→ Data listing
—————
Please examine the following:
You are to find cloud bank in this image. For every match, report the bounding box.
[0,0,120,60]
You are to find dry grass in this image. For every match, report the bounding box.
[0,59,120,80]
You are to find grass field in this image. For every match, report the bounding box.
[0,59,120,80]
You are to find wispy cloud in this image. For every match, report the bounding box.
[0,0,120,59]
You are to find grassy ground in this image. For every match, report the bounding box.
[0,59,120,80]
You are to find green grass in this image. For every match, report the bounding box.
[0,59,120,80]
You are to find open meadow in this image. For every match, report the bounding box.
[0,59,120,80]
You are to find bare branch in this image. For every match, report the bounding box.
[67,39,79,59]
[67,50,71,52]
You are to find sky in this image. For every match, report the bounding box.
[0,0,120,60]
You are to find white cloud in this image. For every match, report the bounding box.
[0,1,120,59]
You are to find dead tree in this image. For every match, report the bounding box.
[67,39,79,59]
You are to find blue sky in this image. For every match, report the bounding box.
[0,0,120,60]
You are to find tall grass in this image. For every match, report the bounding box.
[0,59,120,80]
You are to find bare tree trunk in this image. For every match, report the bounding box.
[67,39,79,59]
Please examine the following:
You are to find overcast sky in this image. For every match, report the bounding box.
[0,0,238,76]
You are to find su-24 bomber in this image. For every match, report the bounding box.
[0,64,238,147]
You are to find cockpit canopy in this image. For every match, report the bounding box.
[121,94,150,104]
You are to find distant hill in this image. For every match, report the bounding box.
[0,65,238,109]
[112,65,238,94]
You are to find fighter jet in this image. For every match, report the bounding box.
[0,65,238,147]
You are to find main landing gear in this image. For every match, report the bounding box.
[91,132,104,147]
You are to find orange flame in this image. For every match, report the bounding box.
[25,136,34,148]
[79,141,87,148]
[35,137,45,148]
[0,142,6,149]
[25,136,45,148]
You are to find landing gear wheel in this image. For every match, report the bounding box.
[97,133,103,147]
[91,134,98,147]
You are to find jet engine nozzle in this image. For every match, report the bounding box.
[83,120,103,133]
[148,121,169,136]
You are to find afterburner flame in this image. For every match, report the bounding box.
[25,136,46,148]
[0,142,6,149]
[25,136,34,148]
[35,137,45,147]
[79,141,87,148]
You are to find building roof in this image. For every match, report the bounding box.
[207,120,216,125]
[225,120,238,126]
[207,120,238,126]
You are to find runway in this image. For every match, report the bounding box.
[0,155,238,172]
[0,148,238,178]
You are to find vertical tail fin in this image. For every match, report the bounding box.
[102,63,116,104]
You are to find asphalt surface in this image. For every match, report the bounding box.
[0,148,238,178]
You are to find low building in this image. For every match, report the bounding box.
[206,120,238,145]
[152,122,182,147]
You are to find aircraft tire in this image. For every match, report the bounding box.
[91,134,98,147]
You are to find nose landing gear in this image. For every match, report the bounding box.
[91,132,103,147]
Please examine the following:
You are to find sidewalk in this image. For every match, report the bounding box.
—————
→ Aim of the exercise
Rewrite the records above, switching every "bounding box" to "box coordinates" and leaving everything else unchanged.

→ Exercise output
Please examine the following:
You are to find cloud bank in this image. For every match, report the box coordinates.
[0,0,120,60]
You are to find dry grass in this image. For every match, report the box coordinates.
[0,59,120,80]
You are to find grass field in this image. For every match, report the box coordinates.
[0,59,120,80]
You are to find wispy cloud in this image. For every match, report the box coordinates.
[0,0,120,59]
You are to find grassy ground in this image. For every match, report the box coordinates.
[0,59,120,80]
You are to find green grass in this image. For every match, report the box coordinates.
[0,59,120,80]
You are to find open meadow in this image. For every match, report the box coordinates.
[0,59,120,80]
You are to find bare branch in this image. For every match, report the box coordinates.
[67,39,79,59]
[67,50,71,52]
You are to find sky in this image. For every match, report the box coordinates.
[0,0,120,60]
You are to find white cloud in this image. For every match, report the box coordinates.
[0,1,120,59]
You are to find dead tree in this image. For every match, report the box coordinates.
[67,39,79,59]
You are to find blue sky in this image. For every match, report the box coordinates.
[0,0,120,60]
You are to find tall grass in this image. For every match, report the box coordinates.
[0,59,120,80]
You are to find bare tree trunk in this image. For every match, report the box coordinates.
[67,39,79,59]
Please examine the following:
You are to find overcast sky in this image. For every match, report the box coordinates.
[0,0,238,76]
You are to find su-24 bomber in this image. For every match, report the box coordinates.
[0,64,238,147]
You are to find cockpit canopy in this image. For every match, report the box coordinates.
[121,94,150,104]
You are to find distant hill in this image. For every match, report the box coordinates.
[0,65,238,109]
[112,65,238,94]
You are to find fighter jet in this image. For every match, report the box coordinates.
[0,65,238,147]
You are to find main landing gear in this image. For every match, report the box coordinates.
[91,132,104,147]
You are to find orange flame in this image. For every match, report the box coordinates.
[25,136,34,148]
[79,141,87,148]
[35,137,45,148]
[0,142,6,149]
[25,136,45,148]
You are to find landing gear wheel in this image. For every match, report the box coordinates.
[97,133,103,147]
[91,134,98,147]
You are to find jet engine nozzle in this image. For every match, report the box coordinates.
[83,120,103,133]
[148,121,169,136]
You are to find afterburner flame in this image. For every match, report the box coordinates.
[25,136,46,148]
[0,142,6,149]
[25,136,34,148]
[35,137,45,147]
[79,141,87,148]
You are to find building roof in this image. For every match, report the box coordinates.
[207,120,216,125]
[225,120,238,126]
[207,120,238,126]
You are to find runway in this image. For every match, report the box coordinates.
[0,155,238,172]
[0,148,238,178]
You are to find vertical tail fin in this image. For every match, report the box coordinates.
[102,63,116,104]
You are to find asphalt surface in this image. For every match, report the box coordinates.
[0,148,238,178]
You are to find low building in this image. For every match, report the box coordinates.
[206,120,238,145]
[152,122,182,147]
You are to find aircraft tire in this image. For every match, report the box coordinates.
[91,134,98,147]
You are to find nose landing gear in this image. For every match, report the box coordinates.
[91,132,103,147]
Please examine the following:
You are to find sidewalk in this image. For every match, report the box coordinates.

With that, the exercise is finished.